-- start of RECORDS TO PROCESS --
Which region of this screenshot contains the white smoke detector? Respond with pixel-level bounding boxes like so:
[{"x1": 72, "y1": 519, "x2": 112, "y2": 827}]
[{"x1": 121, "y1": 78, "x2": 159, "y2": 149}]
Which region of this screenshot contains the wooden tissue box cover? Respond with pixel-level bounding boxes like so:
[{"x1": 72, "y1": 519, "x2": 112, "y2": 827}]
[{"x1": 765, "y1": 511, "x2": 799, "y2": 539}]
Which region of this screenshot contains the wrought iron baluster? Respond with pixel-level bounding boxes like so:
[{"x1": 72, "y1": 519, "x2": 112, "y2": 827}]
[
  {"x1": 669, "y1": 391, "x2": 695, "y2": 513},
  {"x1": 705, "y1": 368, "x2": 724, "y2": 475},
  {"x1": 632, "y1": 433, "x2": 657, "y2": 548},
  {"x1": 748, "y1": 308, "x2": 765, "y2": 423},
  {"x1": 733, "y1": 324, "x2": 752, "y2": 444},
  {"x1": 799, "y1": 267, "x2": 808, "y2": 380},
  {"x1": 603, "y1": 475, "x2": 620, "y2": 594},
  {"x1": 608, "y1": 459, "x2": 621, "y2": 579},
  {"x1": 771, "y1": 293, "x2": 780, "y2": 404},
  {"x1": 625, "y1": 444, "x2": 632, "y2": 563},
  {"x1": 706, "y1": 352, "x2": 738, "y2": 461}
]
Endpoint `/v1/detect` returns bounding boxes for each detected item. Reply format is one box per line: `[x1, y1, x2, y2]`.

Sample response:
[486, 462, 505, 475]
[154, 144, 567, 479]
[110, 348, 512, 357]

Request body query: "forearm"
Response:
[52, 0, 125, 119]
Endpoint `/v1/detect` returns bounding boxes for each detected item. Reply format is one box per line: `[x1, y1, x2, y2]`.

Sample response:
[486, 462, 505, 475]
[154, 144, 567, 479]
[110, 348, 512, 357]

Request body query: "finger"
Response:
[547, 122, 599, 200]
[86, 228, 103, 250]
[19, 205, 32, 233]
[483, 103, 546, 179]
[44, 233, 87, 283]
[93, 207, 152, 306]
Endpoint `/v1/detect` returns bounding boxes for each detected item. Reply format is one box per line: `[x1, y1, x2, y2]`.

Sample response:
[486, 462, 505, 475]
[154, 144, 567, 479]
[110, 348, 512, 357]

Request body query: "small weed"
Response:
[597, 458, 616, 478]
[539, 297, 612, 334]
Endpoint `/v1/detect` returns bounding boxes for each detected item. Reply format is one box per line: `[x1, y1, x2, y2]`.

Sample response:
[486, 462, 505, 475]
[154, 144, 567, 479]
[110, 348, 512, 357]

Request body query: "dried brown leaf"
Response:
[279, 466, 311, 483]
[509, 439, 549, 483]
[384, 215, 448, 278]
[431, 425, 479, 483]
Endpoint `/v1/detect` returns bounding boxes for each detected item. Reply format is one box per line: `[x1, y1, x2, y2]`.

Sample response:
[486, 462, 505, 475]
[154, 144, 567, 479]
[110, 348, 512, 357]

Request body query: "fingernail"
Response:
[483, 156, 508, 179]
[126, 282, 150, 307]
-- end of RECORDS TO PROCESS --
> **WHAT THIS TASK INVOLVES**: Rewrite all of the material above, swapping each occurrence of "screenshot" for "image" and leaving every other character as it is.

> **FINAL RESULT**:
Which region of this image contains the white smoke detector? Respond with pixel-level bounding boxes like so:
[{"x1": 72, "y1": 519, "x2": 112, "y2": 827}]
[{"x1": 121, "y1": 78, "x2": 159, "y2": 149}]
Which region of this image contains the wooden tissue box cover? Respond with pixel-level bounding boxes like so:
[{"x1": 72, "y1": 519, "x2": 112, "y2": 827}]
[{"x1": 765, "y1": 511, "x2": 799, "y2": 539}]
Which region of this image contains the wrought iron baluster? Respond with pixel-level bounding boxes like so:
[{"x1": 72, "y1": 519, "x2": 112, "y2": 827}]
[
  {"x1": 669, "y1": 391, "x2": 695, "y2": 513},
  {"x1": 705, "y1": 368, "x2": 724, "y2": 475},
  {"x1": 632, "y1": 433, "x2": 657, "y2": 548},
  {"x1": 748, "y1": 308, "x2": 765, "y2": 423},
  {"x1": 733, "y1": 324, "x2": 752, "y2": 444},
  {"x1": 799, "y1": 267, "x2": 808, "y2": 380},
  {"x1": 603, "y1": 475, "x2": 620, "y2": 594},
  {"x1": 608, "y1": 459, "x2": 621, "y2": 579},
  {"x1": 771, "y1": 293, "x2": 780, "y2": 404},
  {"x1": 625, "y1": 444, "x2": 632, "y2": 563},
  {"x1": 706, "y1": 352, "x2": 738, "y2": 461}
]
Endpoint `/v1/detect` returns bounding boxes for each detected item. Reply format is one box per line: `[x1, y1, x2, y2]`.

Sample response:
[486, 462, 505, 475]
[154, 144, 567, 479]
[110, 348, 512, 357]

Request body query: "forearm"
Response:
[52, 0, 125, 119]
Endpoint `/v1/detect` returns bounding boxes for each detected item. Reply format is one box per line: `[x1, y1, x2, y2]`.

Sample response:
[486, 462, 505, 475]
[154, 144, 567, 479]
[110, 348, 512, 357]

Request body query: "finger"
Response:
[547, 122, 599, 200]
[86, 228, 103, 250]
[19, 205, 32, 233]
[483, 103, 546, 179]
[44, 233, 87, 283]
[93, 207, 152, 306]
Endpoint `/v1/detect` returns bounding boxes for each detected item. Reply format is one box per line: `[x1, y1, x2, y2]`.

Sample response:
[486, 462, 505, 475]
[154, 144, 567, 479]
[110, 348, 512, 357]

Request body query: "small weed"
Response:
[597, 458, 616, 478]
[539, 297, 612, 334]
Endpoint `/v1/detect` returns bounding boxes for each detected item. Reply format is one box per line: `[x1, y1, x2, y2]`.

Sample response:
[486, 462, 505, 475]
[154, 144, 567, 479]
[110, 348, 512, 357]

Request body query: "dried brown leaf"
Response:
[279, 466, 311, 483]
[509, 439, 549, 483]
[384, 215, 448, 278]
[431, 425, 479, 483]
Endpoint `/v1/detect` returns bounding boxes for each detected item. Reply format is one box per line: `[x1, y1, x2, y2]`.

Sample response:
[486, 462, 505, 475]
[154, 144, 567, 479]
[110, 348, 512, 357]

Request body query: "fingernail"
Response:
[483, 156, 508, 179]
[126, 282, 150, 307]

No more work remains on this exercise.